Rumusan Soal 1. Bagaimana terjemahan kalimat "Sebelumnya BI telah menaikkan suku bunga sebesar 50 basis points (bps) menjadi 4,25% pada September 2022." dari artikel tentang suku bunga acuan BI ke dalam bahasa Inggris?
Rumusan Soal 2. Berikan lanjutan artikel tentang suku bunga acuan BI, dimulai tepat setelah kalimat terakhir yang ditampilkan.

Ada Potensi Suku Bunga Acuan BI Naik 75 Bps, Ini Alasannya

Cantika Adinda Putri & Hadijah Alaydrus, CNBC Indonesia
19 October 2022 09:50
FILE PHOTO: People walk in the courtyard of Indonesia's central bank, Bank Indonesia, in Jakarta, Indonesia September 22, 2016.REUTERS/Iqro Rinaldi/File Photo
Foto: REUTERS/Iqro Rinaldi

Jakarta, CNBC Indonesia - Tekanan eksternal akibat 'strong dollar' yang memicu anjloknya rupiah hingga kaburnya investor asing akan memaksa Bank Indonesia (BI) bersikap 'hawkish' dalam kebijakan moneternya.

Rapat Dewan Gubernur BI pada 19-20 Oktober 2022, diyakini akan memutuskan kenaikan lanjutan suku bunga acuan. Sebelumnya BI telah menaikkan suku bunga sebesar 50 basis points (bps) menjadi 4,25% pada September 2022.

Kali ini, proyeksi paling ekstrem, BI akan mempertimbangkan kenaikan 75 bps, meskipun kecenderungan mengarah kepada dosis 50 bps. Hal tersebut diungkapkan dalam laporan Bahana Sekuritas yang disusun oleh Kepala Ekonom Putera Satria Sambijantoro dan timnya.

"Kenaikan suku bunga 75 bps secara aktif dipertimbangkan dalam pertemuan itu (RDG). Walaupun, pejabat BI akhirnya menyelesaikan dengan kenaikan suku bunga 50 bps, banyak yang sebenarnya condong ke arah pergerakan 75 bps daripada hanya 25 bps, karena mereka khawatir tentang penyempitan perbedaan hasil dengan AS dan potensi kenaikan kuat dalam inflasi inti domestik," tulis Bahana Sekuritas, dalam laporannya, Rabu (19/10/2022).

Dengan demikian, kecenderungan kenaikan 50bps cukup kuat sesuai konsensus ekonom. Namun, Bahana melihat dosis 75 bps menjadi 5,0% dapat dilakukan jika BI ingin menanamkan kepercayaan ke pasar.

Selain itu, BI tertinggal di belakang bank sentral lainnya. Kondisi saat ini, likuiditas dolar perlahan susut di pasar. Jelas ini masa-masa sulit setelah windfall profit dari kenaikan harga komoditas reda.

Sejalan dengan itu, Gubernur Perry Warjiyo telah memberikan sinyal bahwa kenaikan suku bunga yang dilakukan BI akan bersifat 'frontloading'. Ini jelas membuka kemungkinan kenaikan yang cukup tinggi dari suku bunga acuan, BI - 7 Day Reverse Repo Rate (BI-7DRRR) bulan Oktober ini.

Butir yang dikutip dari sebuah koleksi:
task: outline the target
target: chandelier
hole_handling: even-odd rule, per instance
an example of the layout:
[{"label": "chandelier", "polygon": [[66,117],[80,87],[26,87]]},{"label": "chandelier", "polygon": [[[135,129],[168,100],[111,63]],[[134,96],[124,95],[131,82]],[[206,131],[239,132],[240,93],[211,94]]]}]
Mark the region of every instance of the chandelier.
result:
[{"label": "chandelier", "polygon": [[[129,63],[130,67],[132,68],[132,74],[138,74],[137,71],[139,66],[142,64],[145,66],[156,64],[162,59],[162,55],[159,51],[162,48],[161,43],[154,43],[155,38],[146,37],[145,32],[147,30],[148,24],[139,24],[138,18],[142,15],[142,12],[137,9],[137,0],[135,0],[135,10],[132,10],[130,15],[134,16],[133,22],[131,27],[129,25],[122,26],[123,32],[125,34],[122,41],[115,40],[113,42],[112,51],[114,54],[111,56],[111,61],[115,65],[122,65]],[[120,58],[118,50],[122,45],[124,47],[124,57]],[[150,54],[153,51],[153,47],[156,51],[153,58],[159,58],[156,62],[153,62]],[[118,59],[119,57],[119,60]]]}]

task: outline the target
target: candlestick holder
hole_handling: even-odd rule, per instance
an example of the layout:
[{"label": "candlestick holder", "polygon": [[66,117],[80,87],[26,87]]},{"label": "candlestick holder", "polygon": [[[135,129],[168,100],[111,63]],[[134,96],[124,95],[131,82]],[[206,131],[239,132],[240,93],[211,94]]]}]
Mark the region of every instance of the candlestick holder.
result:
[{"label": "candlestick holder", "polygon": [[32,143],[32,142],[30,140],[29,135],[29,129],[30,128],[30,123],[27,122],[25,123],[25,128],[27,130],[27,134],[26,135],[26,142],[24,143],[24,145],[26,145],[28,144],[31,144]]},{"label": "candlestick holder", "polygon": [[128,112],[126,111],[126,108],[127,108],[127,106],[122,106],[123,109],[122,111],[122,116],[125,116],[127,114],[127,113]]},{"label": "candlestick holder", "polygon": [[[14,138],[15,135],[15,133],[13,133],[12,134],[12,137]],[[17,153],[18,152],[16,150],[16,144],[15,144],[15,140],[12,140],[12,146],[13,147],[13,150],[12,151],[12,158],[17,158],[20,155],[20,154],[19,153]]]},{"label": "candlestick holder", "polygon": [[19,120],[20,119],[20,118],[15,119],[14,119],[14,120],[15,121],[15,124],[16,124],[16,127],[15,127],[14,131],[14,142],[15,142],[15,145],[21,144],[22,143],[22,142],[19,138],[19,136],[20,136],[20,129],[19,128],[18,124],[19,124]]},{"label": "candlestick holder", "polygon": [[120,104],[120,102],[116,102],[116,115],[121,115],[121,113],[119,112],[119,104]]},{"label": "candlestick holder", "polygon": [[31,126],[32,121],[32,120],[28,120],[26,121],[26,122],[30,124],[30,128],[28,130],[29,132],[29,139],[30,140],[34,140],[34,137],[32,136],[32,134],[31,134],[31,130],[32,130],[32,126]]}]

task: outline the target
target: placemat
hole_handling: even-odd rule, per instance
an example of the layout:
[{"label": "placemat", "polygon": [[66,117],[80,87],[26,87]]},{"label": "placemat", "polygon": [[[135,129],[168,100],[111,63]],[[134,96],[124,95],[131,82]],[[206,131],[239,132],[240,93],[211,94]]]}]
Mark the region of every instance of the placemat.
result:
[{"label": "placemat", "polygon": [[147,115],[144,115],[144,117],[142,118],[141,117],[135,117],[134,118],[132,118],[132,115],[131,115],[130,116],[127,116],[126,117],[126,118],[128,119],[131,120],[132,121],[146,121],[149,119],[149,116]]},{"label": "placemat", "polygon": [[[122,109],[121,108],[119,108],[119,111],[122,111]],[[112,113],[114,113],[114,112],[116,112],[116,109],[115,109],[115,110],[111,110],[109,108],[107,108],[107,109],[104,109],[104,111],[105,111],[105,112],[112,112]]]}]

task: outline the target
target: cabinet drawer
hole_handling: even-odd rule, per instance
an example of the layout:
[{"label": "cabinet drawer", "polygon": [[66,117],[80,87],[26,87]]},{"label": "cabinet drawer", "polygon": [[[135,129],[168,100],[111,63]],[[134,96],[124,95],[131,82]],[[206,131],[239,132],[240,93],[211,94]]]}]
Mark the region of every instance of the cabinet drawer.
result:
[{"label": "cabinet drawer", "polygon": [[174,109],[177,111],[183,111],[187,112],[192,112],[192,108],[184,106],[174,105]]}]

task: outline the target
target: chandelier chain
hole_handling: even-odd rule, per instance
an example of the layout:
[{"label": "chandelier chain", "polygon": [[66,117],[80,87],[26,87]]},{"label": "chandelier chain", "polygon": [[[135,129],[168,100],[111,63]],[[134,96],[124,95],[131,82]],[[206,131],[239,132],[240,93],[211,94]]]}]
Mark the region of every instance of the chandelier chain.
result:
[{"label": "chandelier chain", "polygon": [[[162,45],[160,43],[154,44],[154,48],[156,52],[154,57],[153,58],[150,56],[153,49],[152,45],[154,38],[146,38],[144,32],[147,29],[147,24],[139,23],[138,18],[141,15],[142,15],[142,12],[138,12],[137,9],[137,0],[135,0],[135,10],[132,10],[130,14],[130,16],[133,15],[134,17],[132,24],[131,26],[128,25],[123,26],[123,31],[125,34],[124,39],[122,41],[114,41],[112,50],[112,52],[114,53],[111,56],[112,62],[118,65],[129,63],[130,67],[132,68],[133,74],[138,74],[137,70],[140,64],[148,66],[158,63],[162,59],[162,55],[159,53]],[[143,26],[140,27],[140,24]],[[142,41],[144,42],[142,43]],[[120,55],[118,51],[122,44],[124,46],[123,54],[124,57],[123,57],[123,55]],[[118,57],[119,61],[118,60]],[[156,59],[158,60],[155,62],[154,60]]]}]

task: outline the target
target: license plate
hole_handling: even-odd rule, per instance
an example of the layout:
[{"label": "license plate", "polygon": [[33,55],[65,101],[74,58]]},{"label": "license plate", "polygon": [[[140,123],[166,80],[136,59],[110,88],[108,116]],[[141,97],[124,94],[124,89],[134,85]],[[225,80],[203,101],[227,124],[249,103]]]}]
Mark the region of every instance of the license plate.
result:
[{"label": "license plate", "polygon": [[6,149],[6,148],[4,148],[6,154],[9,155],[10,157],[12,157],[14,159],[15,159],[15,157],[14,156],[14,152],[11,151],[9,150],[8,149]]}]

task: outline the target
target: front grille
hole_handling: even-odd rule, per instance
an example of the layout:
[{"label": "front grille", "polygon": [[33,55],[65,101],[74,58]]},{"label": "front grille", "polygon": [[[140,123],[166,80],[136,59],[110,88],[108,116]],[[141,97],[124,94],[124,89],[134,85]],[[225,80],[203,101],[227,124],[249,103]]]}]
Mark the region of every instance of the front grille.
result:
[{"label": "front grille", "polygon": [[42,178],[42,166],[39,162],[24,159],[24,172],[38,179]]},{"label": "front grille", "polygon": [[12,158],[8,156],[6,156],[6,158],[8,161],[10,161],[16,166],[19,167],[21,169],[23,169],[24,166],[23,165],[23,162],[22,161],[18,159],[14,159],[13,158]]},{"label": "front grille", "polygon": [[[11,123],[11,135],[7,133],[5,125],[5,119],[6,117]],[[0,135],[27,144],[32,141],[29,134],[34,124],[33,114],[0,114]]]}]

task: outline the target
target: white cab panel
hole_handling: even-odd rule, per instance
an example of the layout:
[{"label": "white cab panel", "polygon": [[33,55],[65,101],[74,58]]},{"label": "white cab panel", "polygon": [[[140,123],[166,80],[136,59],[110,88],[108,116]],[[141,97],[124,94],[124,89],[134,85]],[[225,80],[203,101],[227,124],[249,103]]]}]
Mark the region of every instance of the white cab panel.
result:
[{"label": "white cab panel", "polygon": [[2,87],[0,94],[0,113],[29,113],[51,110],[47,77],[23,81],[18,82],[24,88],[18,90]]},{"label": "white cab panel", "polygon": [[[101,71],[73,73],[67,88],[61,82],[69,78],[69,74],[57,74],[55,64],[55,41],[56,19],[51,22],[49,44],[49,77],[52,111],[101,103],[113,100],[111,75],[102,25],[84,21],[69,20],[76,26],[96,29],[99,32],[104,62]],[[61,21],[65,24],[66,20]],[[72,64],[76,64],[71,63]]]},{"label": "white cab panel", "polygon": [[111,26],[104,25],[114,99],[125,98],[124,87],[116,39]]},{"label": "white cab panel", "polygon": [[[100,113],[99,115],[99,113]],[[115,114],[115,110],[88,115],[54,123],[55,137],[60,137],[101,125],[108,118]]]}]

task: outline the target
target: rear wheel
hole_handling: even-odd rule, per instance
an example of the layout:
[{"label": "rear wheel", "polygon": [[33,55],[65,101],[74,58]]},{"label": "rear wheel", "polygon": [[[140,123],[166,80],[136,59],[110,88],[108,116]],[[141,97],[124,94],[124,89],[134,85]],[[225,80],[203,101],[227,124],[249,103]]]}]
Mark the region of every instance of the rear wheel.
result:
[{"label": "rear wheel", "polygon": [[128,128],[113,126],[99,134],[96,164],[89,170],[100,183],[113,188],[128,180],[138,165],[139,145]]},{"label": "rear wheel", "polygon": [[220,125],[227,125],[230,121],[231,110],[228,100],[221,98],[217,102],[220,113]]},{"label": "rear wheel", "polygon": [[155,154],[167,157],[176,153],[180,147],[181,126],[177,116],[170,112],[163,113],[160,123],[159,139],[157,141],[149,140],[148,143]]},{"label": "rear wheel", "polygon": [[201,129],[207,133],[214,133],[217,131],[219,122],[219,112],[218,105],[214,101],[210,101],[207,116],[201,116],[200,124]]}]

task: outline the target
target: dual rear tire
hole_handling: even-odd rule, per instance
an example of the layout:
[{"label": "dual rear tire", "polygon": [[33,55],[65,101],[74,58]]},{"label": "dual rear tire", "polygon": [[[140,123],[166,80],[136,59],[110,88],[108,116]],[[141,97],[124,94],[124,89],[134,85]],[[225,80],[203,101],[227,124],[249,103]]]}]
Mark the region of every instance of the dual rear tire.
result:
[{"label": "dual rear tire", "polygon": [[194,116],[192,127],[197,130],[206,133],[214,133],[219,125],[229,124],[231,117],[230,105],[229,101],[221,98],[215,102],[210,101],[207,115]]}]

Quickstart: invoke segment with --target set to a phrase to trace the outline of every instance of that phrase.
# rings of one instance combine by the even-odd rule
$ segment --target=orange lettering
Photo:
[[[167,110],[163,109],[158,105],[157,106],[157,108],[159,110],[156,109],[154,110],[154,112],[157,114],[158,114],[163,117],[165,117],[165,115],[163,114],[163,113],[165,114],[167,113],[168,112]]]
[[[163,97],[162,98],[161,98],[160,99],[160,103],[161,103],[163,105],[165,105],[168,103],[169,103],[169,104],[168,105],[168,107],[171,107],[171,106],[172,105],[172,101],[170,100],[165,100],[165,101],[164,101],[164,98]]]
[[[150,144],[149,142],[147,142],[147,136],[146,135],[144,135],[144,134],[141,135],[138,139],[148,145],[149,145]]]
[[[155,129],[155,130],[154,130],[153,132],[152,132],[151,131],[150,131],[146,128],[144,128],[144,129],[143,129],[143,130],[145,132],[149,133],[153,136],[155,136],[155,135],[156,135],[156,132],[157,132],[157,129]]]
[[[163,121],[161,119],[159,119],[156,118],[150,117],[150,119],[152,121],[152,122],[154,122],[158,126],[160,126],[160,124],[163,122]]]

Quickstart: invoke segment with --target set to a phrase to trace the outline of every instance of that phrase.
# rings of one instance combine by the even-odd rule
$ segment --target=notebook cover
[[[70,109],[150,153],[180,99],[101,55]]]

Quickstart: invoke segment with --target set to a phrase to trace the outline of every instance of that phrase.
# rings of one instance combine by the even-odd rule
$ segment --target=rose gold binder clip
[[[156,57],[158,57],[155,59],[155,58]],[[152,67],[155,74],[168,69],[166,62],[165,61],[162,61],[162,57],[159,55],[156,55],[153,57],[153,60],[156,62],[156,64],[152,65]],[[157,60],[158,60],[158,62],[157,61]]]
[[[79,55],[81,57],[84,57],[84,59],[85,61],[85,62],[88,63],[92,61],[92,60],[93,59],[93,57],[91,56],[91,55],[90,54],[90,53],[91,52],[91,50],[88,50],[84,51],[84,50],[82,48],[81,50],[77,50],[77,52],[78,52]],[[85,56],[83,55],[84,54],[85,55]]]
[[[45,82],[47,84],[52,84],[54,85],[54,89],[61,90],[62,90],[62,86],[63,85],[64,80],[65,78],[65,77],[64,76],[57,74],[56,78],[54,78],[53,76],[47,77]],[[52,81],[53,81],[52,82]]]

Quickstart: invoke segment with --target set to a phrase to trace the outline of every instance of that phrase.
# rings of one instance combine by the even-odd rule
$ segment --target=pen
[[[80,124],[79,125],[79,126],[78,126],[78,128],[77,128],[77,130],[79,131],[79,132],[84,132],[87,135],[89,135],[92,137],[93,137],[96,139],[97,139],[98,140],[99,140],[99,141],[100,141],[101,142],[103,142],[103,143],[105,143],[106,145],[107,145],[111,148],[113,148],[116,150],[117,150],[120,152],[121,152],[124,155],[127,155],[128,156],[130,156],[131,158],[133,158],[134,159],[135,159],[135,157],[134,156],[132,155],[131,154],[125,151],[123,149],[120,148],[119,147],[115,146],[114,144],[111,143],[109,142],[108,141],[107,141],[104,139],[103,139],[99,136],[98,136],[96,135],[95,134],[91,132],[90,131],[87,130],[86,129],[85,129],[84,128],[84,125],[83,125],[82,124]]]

Jawaban Latihan 1. Previously, BI had raised interest rates by 50 basis points (bps) to 4.25% in September 2022.

Jawaban Latihan 2.
"Bagi BI, ada alasan untuk agresif. Aituasi umum di bulan Oktober tidak diragukan lagi kurang kondusif dibandingkan dengan dua bulan sebelumnya, dengan imbal hasil global meningkat tajam sementara tekanan jual terhadap rupiah semakin meningkat," tulis Satria, Rami dan Drewya.

Bahana melihat investor tidak terlalu antusias dengan sikap keengganan BI untuk menaikkan suku bunga terdahulu dan preferensi untuk "Operation Twist" untuk mendukung pasar obligasi.

"Karena BI tertinggal dari bank sentral lainnya, pada kuartal terakhir tahun ini akan memberikan BI kesempatan untuk meningkatkan kredibilitas pasarnya," ungkap Bahana.

Dalam hal ini, BI dapat belajar dari Brasil, yang ketahanan pasarnya dikaitkan dengan keunggulan bank sentralnya.

Di tengah meningkatnya inflasi global, Bahana menilai lebih masuk akal untuk menaikkan suku bunga sekarang untuk mendukung rupiah, karena memiliki mata uang yang kuat pasti akan membantu menjinakkan inflasi impor.

Sebelumnya, ekonom senior dan pengajar di Universitas Indonesia (UI) Chatib Basri mengungkapkan bahwa BI sebagai otoritas moneter perlu menjaga tidak hanya inflasi, namun juga harus menghitung apa yang akan terjadi di AS.

Paritas atau perbandingan tingkat suku bunga AS dan suku bunga di dalam negeri harus dijaga. Karena saat ini, kata Chatib paritas antara Fed Fund Rate (FFR) dengan BI menjadi salah satu yang terendah dalam sejarah.

"Sehingga bagaimanapun jika kenaikan suku bunga terjadi di AS, BI perlu melakukan pengetatan (tightening)," jelasnya.

The Fed, menurut Chatib, masih akan bertarung menaikkan suku bunga pada pertemuan berikutnya, November dan Desember, masing-masing dengan proyeksi kenaikan suku bunga 75 bps dan 50 bps.


(haa/haa)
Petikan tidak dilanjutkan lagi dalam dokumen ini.